▶ [About this exercise]: Write out exactly the lines below that run from the one containing "Identify the blue sky" through the one containing "Identify the sky", both included, with no other lines.

▶ [Study material]:
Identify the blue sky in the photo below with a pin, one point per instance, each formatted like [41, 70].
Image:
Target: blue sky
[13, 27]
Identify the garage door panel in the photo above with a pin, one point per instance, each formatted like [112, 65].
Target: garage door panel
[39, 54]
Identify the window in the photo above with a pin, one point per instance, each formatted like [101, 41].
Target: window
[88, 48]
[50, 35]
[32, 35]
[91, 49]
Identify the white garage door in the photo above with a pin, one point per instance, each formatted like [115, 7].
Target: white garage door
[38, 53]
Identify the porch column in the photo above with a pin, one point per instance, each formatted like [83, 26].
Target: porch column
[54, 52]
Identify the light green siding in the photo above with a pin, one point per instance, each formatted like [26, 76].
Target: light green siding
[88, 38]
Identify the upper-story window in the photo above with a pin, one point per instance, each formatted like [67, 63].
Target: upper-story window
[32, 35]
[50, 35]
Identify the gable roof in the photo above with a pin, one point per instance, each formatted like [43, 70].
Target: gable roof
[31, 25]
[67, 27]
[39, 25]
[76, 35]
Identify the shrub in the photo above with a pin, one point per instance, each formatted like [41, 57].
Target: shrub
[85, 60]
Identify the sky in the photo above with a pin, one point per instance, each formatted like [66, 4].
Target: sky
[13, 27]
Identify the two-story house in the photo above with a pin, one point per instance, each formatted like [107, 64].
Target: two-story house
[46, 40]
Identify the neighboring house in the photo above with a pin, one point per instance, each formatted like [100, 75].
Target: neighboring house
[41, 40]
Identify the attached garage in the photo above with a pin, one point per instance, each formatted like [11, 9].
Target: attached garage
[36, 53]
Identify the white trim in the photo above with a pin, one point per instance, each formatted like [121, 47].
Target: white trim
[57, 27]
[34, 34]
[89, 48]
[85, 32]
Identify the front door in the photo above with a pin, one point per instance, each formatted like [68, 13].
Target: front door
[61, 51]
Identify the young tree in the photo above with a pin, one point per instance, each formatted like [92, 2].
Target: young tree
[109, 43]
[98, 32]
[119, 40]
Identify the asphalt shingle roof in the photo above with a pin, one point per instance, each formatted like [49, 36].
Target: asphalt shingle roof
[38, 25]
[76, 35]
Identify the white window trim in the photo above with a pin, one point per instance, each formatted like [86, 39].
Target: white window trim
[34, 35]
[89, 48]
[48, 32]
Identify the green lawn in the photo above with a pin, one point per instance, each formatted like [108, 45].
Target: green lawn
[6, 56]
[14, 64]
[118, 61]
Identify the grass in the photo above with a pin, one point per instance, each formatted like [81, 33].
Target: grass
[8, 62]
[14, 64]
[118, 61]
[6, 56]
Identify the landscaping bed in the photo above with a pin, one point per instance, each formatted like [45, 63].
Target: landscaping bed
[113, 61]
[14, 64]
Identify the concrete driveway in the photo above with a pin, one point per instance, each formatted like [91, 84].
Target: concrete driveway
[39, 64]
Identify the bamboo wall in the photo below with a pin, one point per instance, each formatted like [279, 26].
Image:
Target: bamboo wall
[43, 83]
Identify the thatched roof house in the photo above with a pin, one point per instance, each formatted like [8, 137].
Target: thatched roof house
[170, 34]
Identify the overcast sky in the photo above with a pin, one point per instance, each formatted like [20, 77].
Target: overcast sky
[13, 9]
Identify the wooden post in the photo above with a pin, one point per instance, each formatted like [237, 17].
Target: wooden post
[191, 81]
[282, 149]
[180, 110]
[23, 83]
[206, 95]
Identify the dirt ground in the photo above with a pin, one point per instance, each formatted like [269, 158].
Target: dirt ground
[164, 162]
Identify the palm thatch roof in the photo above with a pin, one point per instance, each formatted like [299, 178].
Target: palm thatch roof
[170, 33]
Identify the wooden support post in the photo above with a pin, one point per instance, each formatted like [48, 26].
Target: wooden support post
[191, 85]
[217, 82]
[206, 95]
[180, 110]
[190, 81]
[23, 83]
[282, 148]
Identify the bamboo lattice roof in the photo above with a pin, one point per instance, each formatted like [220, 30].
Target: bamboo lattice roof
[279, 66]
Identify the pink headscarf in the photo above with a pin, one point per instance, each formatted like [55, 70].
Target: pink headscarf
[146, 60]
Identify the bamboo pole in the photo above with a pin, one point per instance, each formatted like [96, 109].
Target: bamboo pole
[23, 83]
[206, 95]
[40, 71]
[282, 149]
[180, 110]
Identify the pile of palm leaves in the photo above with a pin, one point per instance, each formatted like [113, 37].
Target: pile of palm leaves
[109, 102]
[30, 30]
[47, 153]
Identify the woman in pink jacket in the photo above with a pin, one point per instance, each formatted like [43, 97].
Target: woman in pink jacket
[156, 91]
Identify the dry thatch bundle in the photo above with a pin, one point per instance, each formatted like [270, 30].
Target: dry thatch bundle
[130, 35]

---

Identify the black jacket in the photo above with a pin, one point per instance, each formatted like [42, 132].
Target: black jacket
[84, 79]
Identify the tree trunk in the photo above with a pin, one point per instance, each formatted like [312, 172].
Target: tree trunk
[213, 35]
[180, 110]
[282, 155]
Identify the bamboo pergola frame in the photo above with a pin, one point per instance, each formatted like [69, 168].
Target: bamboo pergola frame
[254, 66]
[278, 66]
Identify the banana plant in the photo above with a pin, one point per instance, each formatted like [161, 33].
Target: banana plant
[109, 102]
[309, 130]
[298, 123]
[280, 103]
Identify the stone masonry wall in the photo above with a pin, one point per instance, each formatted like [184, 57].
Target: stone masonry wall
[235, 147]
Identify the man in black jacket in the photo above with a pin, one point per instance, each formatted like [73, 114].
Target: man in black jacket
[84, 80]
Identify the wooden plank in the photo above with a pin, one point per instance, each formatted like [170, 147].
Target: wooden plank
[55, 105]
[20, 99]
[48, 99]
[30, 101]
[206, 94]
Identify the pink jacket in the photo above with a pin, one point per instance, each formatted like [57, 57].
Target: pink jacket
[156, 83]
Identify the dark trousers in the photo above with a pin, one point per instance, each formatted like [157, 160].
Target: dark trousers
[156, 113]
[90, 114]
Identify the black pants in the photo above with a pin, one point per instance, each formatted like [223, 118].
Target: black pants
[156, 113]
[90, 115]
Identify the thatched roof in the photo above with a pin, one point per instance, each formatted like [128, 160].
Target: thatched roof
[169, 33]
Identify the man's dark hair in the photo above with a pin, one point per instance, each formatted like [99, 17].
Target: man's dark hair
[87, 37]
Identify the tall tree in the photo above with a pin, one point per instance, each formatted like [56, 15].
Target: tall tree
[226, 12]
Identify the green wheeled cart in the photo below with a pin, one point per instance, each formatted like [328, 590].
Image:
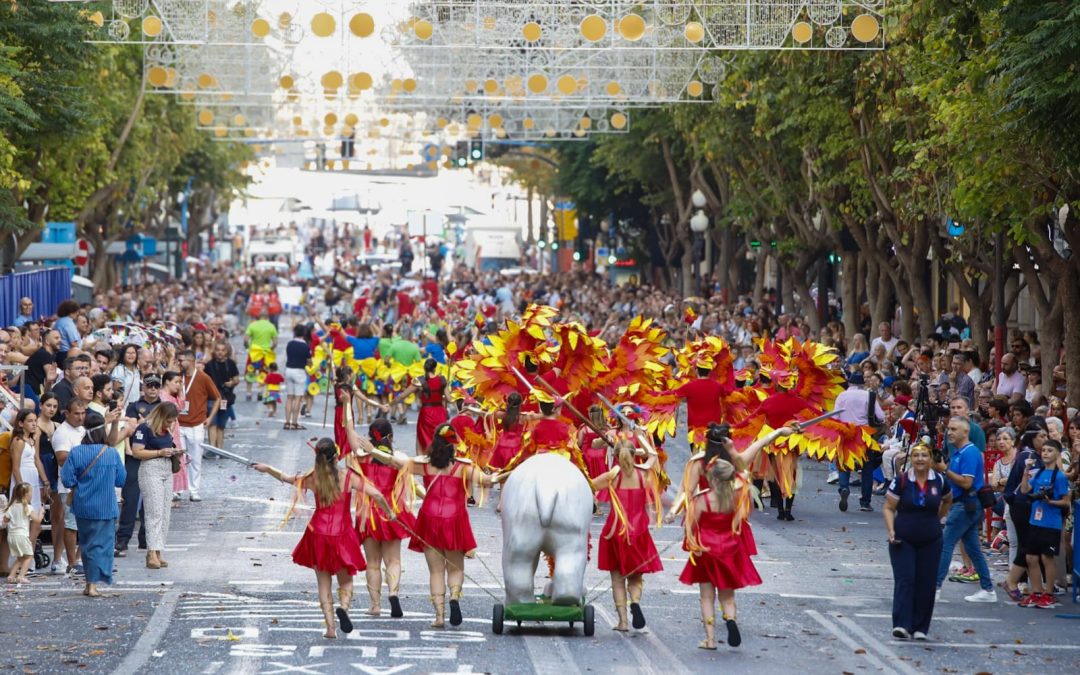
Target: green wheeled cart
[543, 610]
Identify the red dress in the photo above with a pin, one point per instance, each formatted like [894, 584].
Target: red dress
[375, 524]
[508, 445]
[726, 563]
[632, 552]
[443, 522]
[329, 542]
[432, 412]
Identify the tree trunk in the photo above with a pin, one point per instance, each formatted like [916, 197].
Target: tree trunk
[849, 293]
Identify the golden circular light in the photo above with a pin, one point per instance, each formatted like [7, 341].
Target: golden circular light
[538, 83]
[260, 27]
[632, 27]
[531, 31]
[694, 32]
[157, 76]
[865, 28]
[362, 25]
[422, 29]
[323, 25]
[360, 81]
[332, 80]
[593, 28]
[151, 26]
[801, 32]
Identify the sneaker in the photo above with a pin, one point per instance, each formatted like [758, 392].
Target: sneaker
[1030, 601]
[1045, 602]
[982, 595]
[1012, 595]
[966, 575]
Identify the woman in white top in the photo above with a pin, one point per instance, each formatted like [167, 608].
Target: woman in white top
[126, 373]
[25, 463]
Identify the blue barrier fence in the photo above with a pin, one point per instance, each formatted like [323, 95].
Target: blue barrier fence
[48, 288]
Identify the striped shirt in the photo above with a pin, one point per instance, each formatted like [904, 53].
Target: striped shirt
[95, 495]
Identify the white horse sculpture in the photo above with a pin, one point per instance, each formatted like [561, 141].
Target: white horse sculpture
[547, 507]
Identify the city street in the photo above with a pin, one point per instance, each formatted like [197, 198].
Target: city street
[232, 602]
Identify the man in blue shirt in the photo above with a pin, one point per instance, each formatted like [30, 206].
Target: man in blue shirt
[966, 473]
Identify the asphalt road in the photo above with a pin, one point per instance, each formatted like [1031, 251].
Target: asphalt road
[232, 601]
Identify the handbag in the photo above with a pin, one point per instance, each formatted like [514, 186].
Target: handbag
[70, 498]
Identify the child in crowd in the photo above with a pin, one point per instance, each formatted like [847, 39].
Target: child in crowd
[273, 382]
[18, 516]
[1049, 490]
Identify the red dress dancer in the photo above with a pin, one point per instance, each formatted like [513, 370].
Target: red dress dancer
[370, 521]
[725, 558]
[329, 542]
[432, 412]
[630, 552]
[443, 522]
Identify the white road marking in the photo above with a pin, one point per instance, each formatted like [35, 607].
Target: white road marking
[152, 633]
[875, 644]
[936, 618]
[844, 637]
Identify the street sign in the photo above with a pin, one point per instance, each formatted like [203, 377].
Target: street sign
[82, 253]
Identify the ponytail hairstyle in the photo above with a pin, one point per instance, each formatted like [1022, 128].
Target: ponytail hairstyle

▶ [Solution to this exercise]:
Identify the blue sky in the photo below with a pin, one point per instance, each formatted like [41, 70].
Image:
Target: blue sky
[13, 27]
Identify the garage door panel in the photo above with a pin, one point per instance, each formatted like [112, 65].
Target: garage door panel
[39, 54]
Identify the window in the photo above with a pin, one point per instance, each formatted like [101, 41].
Target: window
[88, 48]
[50, 35]
[32, 35]
[91, 49]
Identify the white garage door in the photo above with a pin, one point per instance, each formatted like [115, 7].
Target: white garage door
[38, 53]
Identify the porch column in the photo above with a pin, one point per instance, each formatted like [83, 26].
Target: porch column
[54, 52]
Identify the light green siding in the photo above with a pin, one point per instance, each formatted like [26, 76].
Target: light green siding
[88, 38]
Identify the upper-story window in the photo above with a pin, one point per instance, each formatted like [67, 63].
Target: upper-story window
[32, 35]
[50, 35]
Identify the gable roof in the photo above with a pin, one point per instance, each formatted like [43, 70].
Target: gable roof
[31, 25]
[67, 27]
[39, 25]
[76, 35]
Identify the shrub in the photo above with a pin, one point per instance, each formatted like [41, 57].
Target: shrub
[85, 60]
Identify the sky in the photo above with a pin, one point per instance, each formatted like [66, 4].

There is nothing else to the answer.